AIM OF THE EXERCISE
Would you transcribe the line that holds "Please identify the coffee" and all the lines below it, through the final one, exactly and with nothing else?

***** DATA SUPPLIED

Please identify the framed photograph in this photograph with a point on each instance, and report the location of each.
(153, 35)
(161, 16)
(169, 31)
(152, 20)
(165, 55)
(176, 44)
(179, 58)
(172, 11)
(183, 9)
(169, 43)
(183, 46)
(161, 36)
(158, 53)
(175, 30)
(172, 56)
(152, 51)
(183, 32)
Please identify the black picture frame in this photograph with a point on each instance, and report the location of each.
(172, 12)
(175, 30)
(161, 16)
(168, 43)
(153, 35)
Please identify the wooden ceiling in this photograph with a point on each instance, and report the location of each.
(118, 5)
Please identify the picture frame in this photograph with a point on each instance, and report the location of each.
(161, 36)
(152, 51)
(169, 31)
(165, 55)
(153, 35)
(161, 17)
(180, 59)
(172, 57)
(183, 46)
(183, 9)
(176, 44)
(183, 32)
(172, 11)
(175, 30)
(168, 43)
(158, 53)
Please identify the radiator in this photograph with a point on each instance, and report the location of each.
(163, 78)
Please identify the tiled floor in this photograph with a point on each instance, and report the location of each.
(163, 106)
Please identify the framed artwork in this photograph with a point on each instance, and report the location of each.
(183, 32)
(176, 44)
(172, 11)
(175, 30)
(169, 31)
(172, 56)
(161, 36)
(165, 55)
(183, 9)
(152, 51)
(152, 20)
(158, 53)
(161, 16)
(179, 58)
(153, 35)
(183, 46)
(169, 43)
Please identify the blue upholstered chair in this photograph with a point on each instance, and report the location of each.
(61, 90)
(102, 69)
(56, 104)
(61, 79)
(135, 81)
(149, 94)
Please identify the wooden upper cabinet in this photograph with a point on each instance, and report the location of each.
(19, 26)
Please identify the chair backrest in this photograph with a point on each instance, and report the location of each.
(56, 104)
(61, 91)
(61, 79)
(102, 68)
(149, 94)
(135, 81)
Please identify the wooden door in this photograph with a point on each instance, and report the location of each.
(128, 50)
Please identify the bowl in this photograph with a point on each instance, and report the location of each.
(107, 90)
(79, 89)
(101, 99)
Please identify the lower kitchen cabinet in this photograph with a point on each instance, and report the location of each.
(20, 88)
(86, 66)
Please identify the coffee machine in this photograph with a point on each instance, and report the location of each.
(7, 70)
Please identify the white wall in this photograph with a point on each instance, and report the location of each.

**********

SOLUTION FOR THIS TASK
Please identify the coffee machine in this photograph with a point on each instance, and report the location of each.
(7, 70)
Please identify the white wall in this photograph with a point on each instance, and report the location of each.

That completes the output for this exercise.